### What the task asks
An exact, word-for-word copy of the entries is required, beginning at the line that contains "Point out the vegetation" and ending at the last line, both included.

### Available records
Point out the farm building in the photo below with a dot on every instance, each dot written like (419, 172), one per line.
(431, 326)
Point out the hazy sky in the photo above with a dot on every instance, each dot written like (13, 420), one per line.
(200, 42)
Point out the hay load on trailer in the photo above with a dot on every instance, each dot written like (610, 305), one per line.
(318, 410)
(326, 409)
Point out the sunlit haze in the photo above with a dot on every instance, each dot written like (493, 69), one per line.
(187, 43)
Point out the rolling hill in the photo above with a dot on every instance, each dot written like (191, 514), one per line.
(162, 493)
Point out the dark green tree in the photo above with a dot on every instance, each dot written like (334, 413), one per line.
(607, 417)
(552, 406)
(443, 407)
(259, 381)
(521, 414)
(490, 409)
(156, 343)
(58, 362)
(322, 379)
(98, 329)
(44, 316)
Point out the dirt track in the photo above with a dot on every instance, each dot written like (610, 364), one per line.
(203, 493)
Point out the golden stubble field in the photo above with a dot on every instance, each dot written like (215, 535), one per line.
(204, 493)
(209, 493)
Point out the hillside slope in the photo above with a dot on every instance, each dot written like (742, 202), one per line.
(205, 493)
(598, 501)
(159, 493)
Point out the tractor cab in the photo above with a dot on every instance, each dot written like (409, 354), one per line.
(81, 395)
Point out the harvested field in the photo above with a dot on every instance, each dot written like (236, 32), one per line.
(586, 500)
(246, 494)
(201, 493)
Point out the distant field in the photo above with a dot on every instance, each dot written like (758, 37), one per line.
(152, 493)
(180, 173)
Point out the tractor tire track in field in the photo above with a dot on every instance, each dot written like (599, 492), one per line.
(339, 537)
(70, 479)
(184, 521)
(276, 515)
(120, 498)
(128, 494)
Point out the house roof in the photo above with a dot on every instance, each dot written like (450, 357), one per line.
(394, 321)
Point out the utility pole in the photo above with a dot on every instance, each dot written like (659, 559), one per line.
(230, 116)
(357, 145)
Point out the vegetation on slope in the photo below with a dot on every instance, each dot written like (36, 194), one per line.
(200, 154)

### Finished task
Point out the vegetation on slope in the photo below with a dot on every instance, each dot written like (36, 194), one per line.
(200, 154)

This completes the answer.